_Document section_.

A: Dobbie, H. B. "145 Varieties of New Zealand ferns" In two parts. Part 1. (1880) pp. 1–48.

B: Dobbie, H. B. "New Zealand ferns. 148 Varieties." In two parts. Part 2, (1880) pp. 49–104.

C: Dobbie, H. B. "New Zealand ferns. 148 Varieties." (1880) 104p.

D: Craig, E. "New Zealand ferns, 167 Varieties." (c. 1888) 104p.

E: Craig, E. "New Zealand ferns, 172 Varieties." Ed 2. (1892) 100p.

They were made by a process similar to blueprinting. A fern specimen was placed on chemically treated paper, which was then exposed to light for a set period of time. The paper was then washed in water which caused the exposed paper to turn blue while the paper under the fern remained white. However, the leaf venation (vein arrangement) would not show up using this process.

Herbert B. Dobbie produced three hand-made book versions of fern illustrations (versions A-C). A few years later Dobbie sold the plates for this book to Eric Craig in Auckland who re-issued the books in c. 1888 and c.1892 (D-E).

Only 14 copies are known to survive. The images in the blue books were not as detailed as other nature printing processes. however, they were reported in the New Zealand Herald described them as handsome volumes.

There are very few fern specimens collected or identified by Dobbie in New Zealand's herbarium collections. Dobbie's books, and particularly their images, are therefore the principal means of authenticating the identifications and names that he, as the New Zealand expert of that period, used for New Zealand ferns. The blue books are an important early window into Dobbie's understanding and interpretation of New Zealand fern taxonomy and diversity. They are also striking representations of New Zealand's ferns.

_Assigned task A_. For each of the five versions, A through E, in the passage on Dobbie's fern blue books, give the number of varieties named in its title.
_Assigned task B_. Carry the passage on Dobbie's fern blue books forward from its final sentence.

Entries drawn from a collection:
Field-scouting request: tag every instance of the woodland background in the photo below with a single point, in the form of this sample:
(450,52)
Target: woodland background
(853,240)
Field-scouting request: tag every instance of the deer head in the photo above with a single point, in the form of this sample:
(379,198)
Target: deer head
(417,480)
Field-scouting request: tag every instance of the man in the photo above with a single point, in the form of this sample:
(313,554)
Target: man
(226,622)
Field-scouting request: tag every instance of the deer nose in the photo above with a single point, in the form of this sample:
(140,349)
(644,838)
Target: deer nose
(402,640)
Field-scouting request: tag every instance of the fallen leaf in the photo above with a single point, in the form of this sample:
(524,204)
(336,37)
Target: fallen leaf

_Result A_.
A: 145
B: 148
C: 148
D: 167
E: 172

_Result B_.
==== New Zealand ferns (1921, second and later editions) ====
Dobbie went on to produce the second and later editions of New Zealand ferns from 1921 onwards. With its fine photographs of fern specimens, hints on collection and cultivation and delightful essays on fern-collecting expeditions it was an entirely different book from that of 1880. Unfortunately, in his effort to cater to the general reader Dobbie deliberately used popular but inaccurate terminology in his fern descriptions. This was remedied in the fourth edition of 1951, revised by Marguerite Crookes. She then rewrote the book for the final edition of 1963, 'incorporating illustrations and original work by H. B. Dobbie'. For 70 years, in one or other of its editions, it was the most popular book on New Zealand ferns.